## [Exercise directions]
Retype the entries below word for word, leaving none out.

··· Given entries

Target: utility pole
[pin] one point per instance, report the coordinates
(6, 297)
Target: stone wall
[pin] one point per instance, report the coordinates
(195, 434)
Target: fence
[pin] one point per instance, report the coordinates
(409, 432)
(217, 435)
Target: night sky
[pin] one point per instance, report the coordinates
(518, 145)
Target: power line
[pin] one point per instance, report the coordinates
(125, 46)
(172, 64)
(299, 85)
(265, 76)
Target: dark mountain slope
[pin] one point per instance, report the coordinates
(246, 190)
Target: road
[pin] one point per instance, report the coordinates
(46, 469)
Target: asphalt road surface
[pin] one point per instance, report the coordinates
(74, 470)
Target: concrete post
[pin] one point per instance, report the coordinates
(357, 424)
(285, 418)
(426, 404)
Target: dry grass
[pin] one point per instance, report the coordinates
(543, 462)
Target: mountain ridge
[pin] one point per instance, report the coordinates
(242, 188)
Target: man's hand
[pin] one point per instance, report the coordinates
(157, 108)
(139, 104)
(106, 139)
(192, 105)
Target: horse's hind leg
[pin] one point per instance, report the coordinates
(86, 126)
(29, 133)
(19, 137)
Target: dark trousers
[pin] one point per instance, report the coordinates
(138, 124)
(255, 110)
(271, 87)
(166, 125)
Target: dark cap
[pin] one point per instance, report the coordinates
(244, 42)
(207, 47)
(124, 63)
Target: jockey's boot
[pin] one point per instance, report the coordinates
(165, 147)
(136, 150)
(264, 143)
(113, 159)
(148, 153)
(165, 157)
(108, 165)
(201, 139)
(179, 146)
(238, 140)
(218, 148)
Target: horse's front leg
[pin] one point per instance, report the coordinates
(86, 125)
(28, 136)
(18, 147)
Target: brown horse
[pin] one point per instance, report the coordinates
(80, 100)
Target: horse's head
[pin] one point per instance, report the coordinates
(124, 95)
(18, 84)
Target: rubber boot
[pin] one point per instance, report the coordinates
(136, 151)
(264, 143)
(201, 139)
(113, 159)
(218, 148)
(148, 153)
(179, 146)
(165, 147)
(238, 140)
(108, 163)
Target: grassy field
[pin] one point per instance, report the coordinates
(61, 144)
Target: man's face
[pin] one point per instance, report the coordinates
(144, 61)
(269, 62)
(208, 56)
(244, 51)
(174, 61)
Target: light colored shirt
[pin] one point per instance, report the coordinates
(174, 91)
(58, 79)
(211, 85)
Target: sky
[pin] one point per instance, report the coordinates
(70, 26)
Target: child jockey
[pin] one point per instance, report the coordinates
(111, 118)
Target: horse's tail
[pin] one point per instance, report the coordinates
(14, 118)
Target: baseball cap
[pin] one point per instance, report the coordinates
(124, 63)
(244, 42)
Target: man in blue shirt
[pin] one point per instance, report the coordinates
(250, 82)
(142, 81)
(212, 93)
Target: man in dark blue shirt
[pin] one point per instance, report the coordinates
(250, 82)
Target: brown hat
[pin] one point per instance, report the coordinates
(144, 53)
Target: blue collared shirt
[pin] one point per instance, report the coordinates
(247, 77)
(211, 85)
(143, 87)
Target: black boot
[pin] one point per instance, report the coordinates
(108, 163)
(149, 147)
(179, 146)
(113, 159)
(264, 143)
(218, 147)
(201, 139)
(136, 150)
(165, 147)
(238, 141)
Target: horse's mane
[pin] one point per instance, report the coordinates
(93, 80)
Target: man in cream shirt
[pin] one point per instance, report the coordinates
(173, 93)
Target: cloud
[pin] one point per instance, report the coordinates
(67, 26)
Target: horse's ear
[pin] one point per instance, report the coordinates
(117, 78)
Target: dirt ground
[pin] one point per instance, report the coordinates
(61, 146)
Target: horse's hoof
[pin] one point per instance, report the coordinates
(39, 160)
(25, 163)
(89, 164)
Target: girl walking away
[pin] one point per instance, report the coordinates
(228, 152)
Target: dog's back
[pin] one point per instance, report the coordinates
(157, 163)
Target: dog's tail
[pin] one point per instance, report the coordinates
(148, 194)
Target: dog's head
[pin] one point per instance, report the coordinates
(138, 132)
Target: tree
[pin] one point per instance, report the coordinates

······

## [Task solution]
Target: utility pole
[pin] one point per instance, report the coordinates
(6, 297)
Target: stone wall
[pin] one point per instance, report the coordinates
(195, 434)
Target: fence
[pin] one point per instance, report the coordinates
(409, 432)
(217, 435)
Target: night sky
[pin] one point per instance, report the coordinates
(518, 145)
Target: power line
[pin] one point per instance, report the coordinates
(125, 46)
(172, 64)
(299, 85)
(265, 76)
Target: dark mountain slope
[pin] one point per instance, report the coordinates
(246, 190)
Target: road
[pin] one point per instance, report the coordinates
(46, 469)
Target: asphalt road surface
[pin] one point per instance, report the coordinates
(74, 470)
Target: concrete post
[pin] one point per instance, report the coordinates
(357, 424)
(285, 418)
(426, 404)
Target: dry grass
[pin] one point per instance, report the coordinates
(543, 462)
Target: mountain ridge
[pin] one point per instance, report the coordinates
(242, 188)
Target: man's hand
[pin] one point per instance, report the coordinates
(157, 108)
(139, 104)
(106, 139)
(192, 105)
Target: horse's hind leg
[pin] one point per instance, report the coordinates
(86, 126)
(29, 133)
(19, 137)
Target: dark trousers
[pin] one point per instance, report the coordinates
(138, 124)
(255, 110)
(271, 87)
(166, 125)
Target: dark cap
[pin] one point per instance, report the coordinates
(244, 42)
(207, 47)
(124, 63)
Target: jockey's boot
[pin] one point per instance, report the coordinates
(165, 147)
(136, 150)
(264, 143)
(113, 159)
(148, 153)
(165, 157)
(108, 165)
(201, 139)
(179, 146)
(238, 140)
(218, 148)
Target: horse's front leg
[pin] one point per instance, report the coordinates
(86, 125)
(28, 136)
(18, 147)
Target: brown horse
[pin] one point per instance, report the coordinates
(80, 100)
Target: horse's head
[pin] one point per instance, report the coordinates
(124, 95)
(18, 84)
Target: rubber boot
[pin] one point per instance, report the coordinates
(136, 151)
(264, 143)
(201, 139)
(113, 159)
(218, 148)
(148, 153)
(179, 146)
(165, 147)
(238, 140)
(108, 163)
Target: grassy field
[pin] one point per instance, report the coordinates
(61, 144)
Target: man's face
[pin] one point per instance, report the coordinates
(144, 61)
(269, 62)
(208, 56)
(244, 51)
(174, 61)
Target: light colored shirt
[pin] one point per instance, report the coordinates
(174, 91)
(58, 79)
(211, 85)
Target: sky
[pin] one point per instance, report the coordinates
(70, 26)
Target: child jockey
[pin] one point per instance, report the coordinates
(111, 118)
Target: horse's tail
[pin] one point per instance, report the coordinates
(14, 118)
Target: baseball cap
[pin] one point per instance, report the coordinates
(124, 63)
(244, 42)
Target: man in blue shirt
[pin] one point per instance, report the coordinates
(250, 82)
(142, 81)
(212, 93)
Target: man in dark blue shirt
[pin] one point per instance, report the coordinates
(250, 82)
Target: brown hat
[pin] one point per instance, report the coordinates
(144, 53)
Target: blue collared shirt
[pin] one point per instance, report the coordinates
(247, 77)
(211, 85)
(143, 87)
Target: black boot
[pin] one point per instance, report the coordinates
(108, 163)
(149, 147)
(179, 146)
(113, 159)
(264, 143)
(218, 147)
(201, 139)
(136, 150)
(165, 147)
(238, 141)
Target: horse's mane
[pin] one point per instance, report the coordinates
(93, 80)
Target: man in cream shirt
[pin] one point per instance, report the coordinates
(173, 93)
Target: cloud
[pin] one point per instance, report the coordinates
(67, 26)
Target: horse's ear
[pin] one point per instance, report the coordinates
(117, 78)
Target: dirt ground
[pin] one point per instance, report the coordinates
(61, 146)
Target: horse's hoof
[pin] one point per instance, report the coordinates
(39, 160)
(25, 163)
(89, 164)
Target: girl walking away
[pin] one point per instance, report the coordinates
(228, 152)
Target: dog's back
[pin] one point per instance, report the coordinates
(157, 163)
Target: dog's tail
[pin] one point per instance, report the coordinates
(148, 194)
Target: dog's head
[pin] one point per instance, report the coordinates
(138, 132)
Target: tree
[pin] one point per instance, report the coordinates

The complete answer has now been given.